Görev ayrıntıları: Okunacak metinde "bir gün uyanıyorum" sözlerinin geçtiği yerden başlayıp "gibi kabullenmem şart." sözlerinden sonra durarak aradaki bölümü harfi harfine yazın.

Okunacak metin:
((

14 Mayıs 2009 Perşembe

Eski - Yeni Adres Anlatma Tekniği

neden böyle şeyler yazmak istediğimi bilmiyorum ben. bir arkadaşım bana hep bu tarz şeyler yazdığımı söylüyor, o "şey" olan "şey"in anlamını tanımlayamadan. bu sebeple sürekli bir tekdüzelik varmış satırlarımda. buna rağmen ben neden böyle şeyleri hala daha inatla yazıyorum bilmemekteyim.

bir gün uyanıyorum farklı gibi etrafımdaki her somut. önce odadan başlıyor, sonra sokaklar ve yollar boyu devam ediyor kafamdaki değişmişlik. bir noktadan diğerine sabit hız ve zamanla varıyorum sürekli de aklımın ivme eğrisi neden bu kadar kaymış çözemiyorum. sabitlere bağlanmışım mesela bugün eve dönerken bunu fark ettim. hergün aynı güzergah üzerinde, aynı zaman diliminde, aynı virajda ve aynı otobüs şerit ihlali yaparak yanımızdan geçiyor. aslında göz ardı ettiğim bütün aynılıklar ve değişmez benzeriklerden beni rahatsz eden tek şey bu. göz ardı ediyorum çünkü, yenilikleri ne zaman beynimde bütünleştirmek istesem eskinin izleri o kadar kendini belli ediyor kalın kabuklu bir yara gibi. o büyük kabuğu ve altındaki iltihabı söküp atmak için zaten olanların hepsini yeniymiş gibi kabullenmem şart.

))

Gösterilen satırlar:
((

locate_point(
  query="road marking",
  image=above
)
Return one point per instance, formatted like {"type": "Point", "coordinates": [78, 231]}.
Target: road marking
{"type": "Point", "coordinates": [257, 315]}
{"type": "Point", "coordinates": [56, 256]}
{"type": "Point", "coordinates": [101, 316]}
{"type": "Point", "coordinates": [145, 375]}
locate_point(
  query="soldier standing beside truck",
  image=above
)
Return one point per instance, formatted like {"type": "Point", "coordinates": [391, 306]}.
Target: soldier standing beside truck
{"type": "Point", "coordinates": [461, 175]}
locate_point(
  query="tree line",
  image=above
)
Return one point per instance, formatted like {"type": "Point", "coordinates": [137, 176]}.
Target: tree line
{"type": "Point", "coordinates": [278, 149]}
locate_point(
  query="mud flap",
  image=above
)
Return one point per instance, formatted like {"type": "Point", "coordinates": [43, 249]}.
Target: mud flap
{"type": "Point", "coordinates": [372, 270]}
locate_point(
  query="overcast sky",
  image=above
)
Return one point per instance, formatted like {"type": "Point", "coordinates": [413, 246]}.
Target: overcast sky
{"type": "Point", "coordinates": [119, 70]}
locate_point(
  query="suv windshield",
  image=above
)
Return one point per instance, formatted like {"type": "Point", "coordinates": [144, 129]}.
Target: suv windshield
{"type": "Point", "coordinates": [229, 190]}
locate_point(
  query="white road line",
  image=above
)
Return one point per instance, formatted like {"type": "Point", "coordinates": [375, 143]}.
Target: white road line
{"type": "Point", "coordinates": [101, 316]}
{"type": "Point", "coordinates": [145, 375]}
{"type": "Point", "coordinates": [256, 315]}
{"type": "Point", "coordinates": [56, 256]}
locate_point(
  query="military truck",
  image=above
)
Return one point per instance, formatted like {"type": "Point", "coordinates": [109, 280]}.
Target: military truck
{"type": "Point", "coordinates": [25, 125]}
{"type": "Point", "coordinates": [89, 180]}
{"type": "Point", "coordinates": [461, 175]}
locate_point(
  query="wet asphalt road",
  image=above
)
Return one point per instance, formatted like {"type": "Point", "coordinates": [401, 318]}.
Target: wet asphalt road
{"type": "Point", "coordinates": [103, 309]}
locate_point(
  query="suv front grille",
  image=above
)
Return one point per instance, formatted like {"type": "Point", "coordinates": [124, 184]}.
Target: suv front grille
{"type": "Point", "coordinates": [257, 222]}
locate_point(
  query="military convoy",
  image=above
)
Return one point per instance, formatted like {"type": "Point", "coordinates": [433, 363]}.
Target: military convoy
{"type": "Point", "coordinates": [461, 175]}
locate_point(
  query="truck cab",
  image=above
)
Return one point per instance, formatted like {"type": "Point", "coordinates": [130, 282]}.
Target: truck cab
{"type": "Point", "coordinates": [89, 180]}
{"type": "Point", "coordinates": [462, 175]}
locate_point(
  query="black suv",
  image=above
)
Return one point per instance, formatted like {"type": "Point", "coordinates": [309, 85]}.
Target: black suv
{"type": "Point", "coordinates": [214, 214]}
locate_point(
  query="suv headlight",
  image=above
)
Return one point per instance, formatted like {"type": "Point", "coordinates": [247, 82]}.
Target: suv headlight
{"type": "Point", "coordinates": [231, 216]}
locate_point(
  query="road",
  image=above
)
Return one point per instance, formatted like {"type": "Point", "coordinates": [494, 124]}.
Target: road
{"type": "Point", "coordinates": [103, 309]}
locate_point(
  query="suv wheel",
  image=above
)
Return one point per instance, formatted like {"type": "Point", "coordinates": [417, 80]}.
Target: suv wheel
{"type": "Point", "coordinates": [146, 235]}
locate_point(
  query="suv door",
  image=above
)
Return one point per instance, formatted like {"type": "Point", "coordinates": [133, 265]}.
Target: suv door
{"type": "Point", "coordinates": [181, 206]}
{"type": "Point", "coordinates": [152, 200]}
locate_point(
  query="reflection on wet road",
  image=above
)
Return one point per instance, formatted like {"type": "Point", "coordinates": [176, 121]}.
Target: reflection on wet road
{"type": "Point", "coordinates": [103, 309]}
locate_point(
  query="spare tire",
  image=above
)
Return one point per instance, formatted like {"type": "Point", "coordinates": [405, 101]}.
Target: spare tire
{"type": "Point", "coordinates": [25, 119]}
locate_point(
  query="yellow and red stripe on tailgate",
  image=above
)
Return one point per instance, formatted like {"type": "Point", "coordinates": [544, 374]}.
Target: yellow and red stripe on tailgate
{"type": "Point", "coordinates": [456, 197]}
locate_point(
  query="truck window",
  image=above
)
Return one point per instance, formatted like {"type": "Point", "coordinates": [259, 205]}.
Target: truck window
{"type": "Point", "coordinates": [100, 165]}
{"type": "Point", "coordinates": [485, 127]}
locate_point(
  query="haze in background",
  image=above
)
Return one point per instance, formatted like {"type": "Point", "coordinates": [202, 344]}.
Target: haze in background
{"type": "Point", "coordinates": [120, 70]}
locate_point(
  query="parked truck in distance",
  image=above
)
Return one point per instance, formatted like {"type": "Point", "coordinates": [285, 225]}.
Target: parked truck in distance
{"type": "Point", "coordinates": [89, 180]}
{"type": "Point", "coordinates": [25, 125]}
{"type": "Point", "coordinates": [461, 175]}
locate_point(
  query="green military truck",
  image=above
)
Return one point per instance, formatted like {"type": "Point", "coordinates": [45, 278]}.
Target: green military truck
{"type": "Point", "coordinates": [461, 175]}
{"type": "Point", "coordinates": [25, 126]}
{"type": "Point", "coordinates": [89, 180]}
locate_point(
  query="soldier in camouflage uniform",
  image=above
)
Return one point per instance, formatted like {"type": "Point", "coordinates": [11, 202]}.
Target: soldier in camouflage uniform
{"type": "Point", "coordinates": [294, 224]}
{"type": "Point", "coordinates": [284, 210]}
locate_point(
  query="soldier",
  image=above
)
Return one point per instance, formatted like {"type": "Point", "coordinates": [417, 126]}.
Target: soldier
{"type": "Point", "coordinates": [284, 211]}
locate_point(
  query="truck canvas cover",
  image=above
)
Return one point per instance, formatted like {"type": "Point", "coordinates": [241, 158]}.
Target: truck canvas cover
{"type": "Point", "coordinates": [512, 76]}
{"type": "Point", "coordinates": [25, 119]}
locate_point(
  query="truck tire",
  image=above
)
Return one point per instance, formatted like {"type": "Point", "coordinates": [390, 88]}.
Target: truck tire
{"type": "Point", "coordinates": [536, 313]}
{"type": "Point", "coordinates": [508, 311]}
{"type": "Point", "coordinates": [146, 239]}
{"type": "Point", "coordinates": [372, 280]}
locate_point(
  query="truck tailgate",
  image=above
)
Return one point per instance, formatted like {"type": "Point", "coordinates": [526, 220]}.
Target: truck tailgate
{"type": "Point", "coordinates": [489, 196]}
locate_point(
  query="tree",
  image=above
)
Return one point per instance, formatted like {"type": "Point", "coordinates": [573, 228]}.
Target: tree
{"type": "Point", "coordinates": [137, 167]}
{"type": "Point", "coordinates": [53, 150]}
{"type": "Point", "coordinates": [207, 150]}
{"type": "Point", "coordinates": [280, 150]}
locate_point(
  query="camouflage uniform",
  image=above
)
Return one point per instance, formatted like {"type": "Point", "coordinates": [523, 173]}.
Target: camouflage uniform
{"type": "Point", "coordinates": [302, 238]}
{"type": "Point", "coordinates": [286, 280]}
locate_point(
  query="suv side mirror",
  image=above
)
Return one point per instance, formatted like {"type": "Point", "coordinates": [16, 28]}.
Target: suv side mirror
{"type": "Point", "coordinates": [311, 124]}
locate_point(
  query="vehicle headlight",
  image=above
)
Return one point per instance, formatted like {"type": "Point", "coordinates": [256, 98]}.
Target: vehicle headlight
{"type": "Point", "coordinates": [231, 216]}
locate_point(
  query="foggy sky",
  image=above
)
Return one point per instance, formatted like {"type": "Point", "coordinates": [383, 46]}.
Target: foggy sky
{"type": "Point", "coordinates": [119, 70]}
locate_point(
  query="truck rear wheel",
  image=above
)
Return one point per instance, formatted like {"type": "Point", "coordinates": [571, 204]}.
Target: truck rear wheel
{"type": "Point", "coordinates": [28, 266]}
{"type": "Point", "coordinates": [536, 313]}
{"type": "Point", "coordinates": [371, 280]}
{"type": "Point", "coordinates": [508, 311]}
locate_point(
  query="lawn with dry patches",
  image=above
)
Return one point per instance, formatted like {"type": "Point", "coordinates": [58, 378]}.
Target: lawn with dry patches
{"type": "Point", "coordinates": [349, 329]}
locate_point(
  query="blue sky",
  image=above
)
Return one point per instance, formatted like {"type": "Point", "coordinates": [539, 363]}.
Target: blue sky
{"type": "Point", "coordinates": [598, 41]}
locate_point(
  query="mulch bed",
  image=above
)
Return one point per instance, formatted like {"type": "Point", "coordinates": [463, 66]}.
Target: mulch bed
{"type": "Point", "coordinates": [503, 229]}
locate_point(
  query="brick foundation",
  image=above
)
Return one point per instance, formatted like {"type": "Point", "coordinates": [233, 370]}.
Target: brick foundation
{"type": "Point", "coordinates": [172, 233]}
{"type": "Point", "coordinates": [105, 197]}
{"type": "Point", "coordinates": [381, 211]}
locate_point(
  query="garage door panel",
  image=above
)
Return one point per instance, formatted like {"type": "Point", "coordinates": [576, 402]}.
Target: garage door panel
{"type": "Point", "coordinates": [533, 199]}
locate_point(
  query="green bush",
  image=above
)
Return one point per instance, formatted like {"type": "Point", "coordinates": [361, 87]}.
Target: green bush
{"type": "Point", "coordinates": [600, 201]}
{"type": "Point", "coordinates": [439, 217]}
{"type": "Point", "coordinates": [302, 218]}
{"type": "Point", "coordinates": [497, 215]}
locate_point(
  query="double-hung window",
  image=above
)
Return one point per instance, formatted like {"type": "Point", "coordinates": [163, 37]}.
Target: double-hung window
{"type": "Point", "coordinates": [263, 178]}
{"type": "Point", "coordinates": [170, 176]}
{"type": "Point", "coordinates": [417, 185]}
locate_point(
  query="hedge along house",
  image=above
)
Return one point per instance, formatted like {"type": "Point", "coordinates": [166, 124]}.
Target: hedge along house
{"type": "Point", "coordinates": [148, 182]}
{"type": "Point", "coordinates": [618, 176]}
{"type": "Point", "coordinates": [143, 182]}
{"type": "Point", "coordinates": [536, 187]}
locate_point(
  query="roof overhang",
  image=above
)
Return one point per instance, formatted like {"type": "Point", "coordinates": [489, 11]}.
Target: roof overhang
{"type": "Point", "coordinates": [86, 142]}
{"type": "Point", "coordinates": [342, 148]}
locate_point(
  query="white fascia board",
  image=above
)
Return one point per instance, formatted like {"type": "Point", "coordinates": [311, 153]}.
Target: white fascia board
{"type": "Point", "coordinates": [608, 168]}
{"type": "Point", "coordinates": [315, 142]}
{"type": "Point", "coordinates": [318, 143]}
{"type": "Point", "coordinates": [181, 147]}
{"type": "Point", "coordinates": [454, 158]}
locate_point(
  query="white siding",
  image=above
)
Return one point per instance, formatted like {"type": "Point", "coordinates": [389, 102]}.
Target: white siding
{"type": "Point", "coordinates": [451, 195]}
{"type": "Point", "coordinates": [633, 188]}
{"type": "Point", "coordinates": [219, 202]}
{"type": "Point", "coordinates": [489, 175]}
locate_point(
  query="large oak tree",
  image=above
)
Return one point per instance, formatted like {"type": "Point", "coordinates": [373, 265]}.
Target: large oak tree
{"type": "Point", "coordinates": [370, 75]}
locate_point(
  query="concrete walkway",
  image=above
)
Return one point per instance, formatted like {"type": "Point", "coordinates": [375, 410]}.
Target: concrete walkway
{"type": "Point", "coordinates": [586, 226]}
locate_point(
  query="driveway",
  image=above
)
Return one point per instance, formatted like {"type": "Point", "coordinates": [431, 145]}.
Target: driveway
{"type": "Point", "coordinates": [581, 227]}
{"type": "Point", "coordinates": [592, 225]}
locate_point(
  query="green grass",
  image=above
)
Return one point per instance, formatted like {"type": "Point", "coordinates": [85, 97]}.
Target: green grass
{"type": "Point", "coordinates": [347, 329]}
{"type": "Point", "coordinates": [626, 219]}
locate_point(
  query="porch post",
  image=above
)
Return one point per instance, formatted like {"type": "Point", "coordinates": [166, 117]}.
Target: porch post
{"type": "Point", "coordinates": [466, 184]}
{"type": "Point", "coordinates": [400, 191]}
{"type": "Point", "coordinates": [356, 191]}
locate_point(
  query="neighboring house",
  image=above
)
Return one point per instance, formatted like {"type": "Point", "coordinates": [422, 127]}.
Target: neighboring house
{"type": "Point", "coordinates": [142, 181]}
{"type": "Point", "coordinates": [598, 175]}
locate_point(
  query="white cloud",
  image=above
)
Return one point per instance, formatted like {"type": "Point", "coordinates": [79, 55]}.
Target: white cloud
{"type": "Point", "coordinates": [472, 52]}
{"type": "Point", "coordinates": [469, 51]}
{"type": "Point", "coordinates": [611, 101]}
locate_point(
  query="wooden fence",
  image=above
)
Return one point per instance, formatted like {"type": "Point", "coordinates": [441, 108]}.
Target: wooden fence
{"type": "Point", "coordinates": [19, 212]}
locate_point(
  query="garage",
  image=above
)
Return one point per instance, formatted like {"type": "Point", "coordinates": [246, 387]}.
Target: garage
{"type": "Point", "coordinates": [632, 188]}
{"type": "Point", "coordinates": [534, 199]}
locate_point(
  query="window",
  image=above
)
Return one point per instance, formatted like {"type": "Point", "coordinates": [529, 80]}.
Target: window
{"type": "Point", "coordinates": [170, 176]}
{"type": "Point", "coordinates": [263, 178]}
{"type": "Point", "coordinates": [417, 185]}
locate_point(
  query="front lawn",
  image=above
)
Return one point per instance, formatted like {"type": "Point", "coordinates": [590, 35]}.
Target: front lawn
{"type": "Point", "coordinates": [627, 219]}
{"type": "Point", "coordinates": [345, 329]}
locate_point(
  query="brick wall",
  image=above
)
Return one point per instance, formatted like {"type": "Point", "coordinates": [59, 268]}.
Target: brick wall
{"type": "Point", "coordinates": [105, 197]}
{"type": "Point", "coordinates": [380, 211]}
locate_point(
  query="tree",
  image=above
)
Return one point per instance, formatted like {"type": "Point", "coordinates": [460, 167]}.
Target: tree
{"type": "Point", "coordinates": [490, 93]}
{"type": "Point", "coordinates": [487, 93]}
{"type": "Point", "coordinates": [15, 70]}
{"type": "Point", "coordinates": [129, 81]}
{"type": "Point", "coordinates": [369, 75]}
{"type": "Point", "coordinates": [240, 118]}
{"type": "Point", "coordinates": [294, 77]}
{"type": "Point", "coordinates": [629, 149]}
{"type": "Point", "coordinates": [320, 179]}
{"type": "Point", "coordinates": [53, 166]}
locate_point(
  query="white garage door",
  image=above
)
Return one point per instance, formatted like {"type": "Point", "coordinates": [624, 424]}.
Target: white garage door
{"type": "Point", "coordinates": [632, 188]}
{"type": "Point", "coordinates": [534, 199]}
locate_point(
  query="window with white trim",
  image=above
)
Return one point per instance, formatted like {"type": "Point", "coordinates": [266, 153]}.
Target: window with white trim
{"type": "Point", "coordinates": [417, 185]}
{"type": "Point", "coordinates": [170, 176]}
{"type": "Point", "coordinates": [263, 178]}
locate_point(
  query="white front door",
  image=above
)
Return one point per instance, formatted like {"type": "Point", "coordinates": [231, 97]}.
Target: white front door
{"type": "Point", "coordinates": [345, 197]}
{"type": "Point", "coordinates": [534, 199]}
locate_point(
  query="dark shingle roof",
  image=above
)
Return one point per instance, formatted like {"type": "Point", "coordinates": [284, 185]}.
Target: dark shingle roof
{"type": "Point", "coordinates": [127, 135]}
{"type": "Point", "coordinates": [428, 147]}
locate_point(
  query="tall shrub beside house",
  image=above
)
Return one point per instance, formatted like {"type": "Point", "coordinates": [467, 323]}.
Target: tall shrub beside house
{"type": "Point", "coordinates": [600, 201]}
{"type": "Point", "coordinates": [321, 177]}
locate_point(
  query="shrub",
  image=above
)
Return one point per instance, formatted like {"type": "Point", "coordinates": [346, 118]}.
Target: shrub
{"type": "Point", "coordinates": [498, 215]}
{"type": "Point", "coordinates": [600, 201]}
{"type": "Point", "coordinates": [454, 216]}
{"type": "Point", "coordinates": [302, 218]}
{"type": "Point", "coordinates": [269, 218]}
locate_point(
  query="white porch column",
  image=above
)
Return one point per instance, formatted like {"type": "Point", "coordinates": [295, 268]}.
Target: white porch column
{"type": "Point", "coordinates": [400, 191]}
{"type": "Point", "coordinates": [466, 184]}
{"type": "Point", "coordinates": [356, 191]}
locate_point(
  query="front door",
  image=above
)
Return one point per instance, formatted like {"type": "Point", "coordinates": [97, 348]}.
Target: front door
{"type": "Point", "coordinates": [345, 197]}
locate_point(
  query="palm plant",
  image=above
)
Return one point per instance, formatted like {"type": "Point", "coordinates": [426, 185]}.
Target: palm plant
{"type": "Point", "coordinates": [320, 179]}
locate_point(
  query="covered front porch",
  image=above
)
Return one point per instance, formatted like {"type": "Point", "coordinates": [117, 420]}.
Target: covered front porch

))

Sonuç:
bir gün uyanıyorum farklı gibi etrafımdaki her somut. önce odadan başlıyor, sonra sokaklar ve yollar boyu devam ediyor kafamdaki değişmişlik. bir noktadan diğerine sabit hız ve zamanla varıyorum sürekli de aklımın ivme eğrisi neden bu kadar kaymış çözemiyorum. sabitlere bağlanmışım mesela bugün eve dönerken bunu fark ettim. hergün aynı güzergah üzerinde, aynı zaman diliminde, aynı virajda ve aynı otobüs şerit ihlali yaparak yanımızdan geçiyor. aslında göz ardı ettiğim bütün aynılıklar ve değişmez benzeriklerden beni rahatsz eden tek şey bu. göz ardı ediyorum çünkü, yenilikleri ne zaman beynimde bütünleştirmek istesem eskinin izleri o kadar kendini belli ediyor kalın kabuklu bir yara gibi. o büyük kabuğu ve altındaki iltihabı söküp atmak için zaten olanların hepsini yeniymiş gibi kabullenmem şart.